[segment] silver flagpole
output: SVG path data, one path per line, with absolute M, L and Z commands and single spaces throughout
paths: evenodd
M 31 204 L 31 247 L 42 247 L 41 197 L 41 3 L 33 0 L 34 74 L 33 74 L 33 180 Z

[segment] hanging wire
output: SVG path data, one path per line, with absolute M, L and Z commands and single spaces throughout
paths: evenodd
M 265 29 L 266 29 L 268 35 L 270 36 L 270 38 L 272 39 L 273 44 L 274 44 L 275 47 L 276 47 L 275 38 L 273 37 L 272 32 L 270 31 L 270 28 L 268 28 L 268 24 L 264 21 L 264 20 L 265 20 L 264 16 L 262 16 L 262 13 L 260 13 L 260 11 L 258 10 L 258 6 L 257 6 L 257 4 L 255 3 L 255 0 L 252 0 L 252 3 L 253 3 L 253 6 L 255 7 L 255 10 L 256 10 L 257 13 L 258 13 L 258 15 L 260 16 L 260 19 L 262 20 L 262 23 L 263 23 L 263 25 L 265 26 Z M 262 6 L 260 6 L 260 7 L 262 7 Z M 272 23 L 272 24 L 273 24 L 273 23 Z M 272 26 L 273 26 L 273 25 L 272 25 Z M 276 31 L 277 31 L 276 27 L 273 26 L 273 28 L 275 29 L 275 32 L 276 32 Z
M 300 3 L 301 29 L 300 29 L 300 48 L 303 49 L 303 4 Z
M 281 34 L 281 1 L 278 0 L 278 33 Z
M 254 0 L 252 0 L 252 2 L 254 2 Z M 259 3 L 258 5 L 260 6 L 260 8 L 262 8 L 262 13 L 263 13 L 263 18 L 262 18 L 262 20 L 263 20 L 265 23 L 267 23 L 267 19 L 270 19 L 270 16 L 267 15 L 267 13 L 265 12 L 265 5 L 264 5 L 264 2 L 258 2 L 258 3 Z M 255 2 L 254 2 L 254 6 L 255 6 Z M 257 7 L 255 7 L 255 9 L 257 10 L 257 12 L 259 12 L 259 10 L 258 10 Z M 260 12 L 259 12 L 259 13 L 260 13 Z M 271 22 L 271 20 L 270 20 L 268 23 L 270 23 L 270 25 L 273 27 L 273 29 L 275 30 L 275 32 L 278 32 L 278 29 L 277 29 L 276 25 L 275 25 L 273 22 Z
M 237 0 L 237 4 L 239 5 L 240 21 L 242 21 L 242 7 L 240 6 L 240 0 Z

========================

(Aim of the exercise):
Exact copy required. Repeat the material above in full.

(Solution for this exercise):
[segment] silver flagpole
output: SVG path data, one path per line, with absolute M, L and Z commands and single spaces throughout
paths: evenodd
M 31 204 L 31 247 L 42 247 L 41 197 L 41 3 L 33 0 L 34 74 L 33 74 L 33 180 Z

[segment] hanging wire
output: SVG path data, one path per line, with absolute M, L and Z commands and single spaces throughout
paths: evenodd
M 265 29 L 266 29 L 268 35 L 270 36 L 270 38 L 272 39 L 273 44 L 274 44 L 275 47 L 276 47 L 275 38 L 273 37 L 272 32 L 270 31 L 270 28 L 268 28 L 268 24 L 264 21 L 264 20 L 265 20 L 264 16 L 262 16 L 262 13 L 260 13 L 260 11 L 258 10 L 258 6 L 257 6 L 257 4 L 255 3 L 255 0 L 252 0 L 252 3 L 253 3 L 253 6 L 255 7 L 255 10 L 256 10 L 257 13 L 258 13 L 258 15 L 260 16 L 260 19 L 262 20 L 262 23 L 263 23 L 263 25 L 265 26 Z M 262 6 L 260 6 L 260 7 L 262 7 Z M 272 23 L 272 24 L 273 24 L 273 23 Z M 272 26 L 273 26 L 273 25 L 272 25 Z M 276 31 L 277 31 L 276 27 L 273 26 L 273 28 L 275 29 L 275 32 L 276 32 Z
M 300 3 L 301 29 L 300 29 L 300 48 L 303 49 L 303 4 Z
M 281 34 L 281 1 L 278 0 L 278 33 Z
M 254 0 L 252 0 L 252 2 L 254 2 Z M 259 3 L 258 5 L 260 6 L 260 8 L 262 8 L 262 13 L 263 13 L 263 18 L 262 18 L 262 20 L 263 20 L 265 23 L 267 23 L 267 19 L 270 19 L 270 16 L 267 15 L 267 13 L 265 12 L 265 5 L 264 5 L 264 2 L 258 2 L 258 3 Z M 255 2 L 254 2 L 254 6 L 255 6 Z M 257 7 L 255 7 L 255 9 L 257 10 L 257 12 L 259 12 L 259 10 L 258 10 Z M 260 12 L 259 12 L 259 13 L 260 13 Z M 271 22 L 271 20 L 270 20 L 268 23 L 270 23 L 270 25 L 273 27 L 273 29 L 275 30 L 275 32 L 278 32 L 278 29 L 277 29 L 276 25 L 275 25 L 273 22 Z
M 237 0 L 237 4 L 239 5 L 240 21 L 242 21 L 242 7 L 240 6 L 240 0 Z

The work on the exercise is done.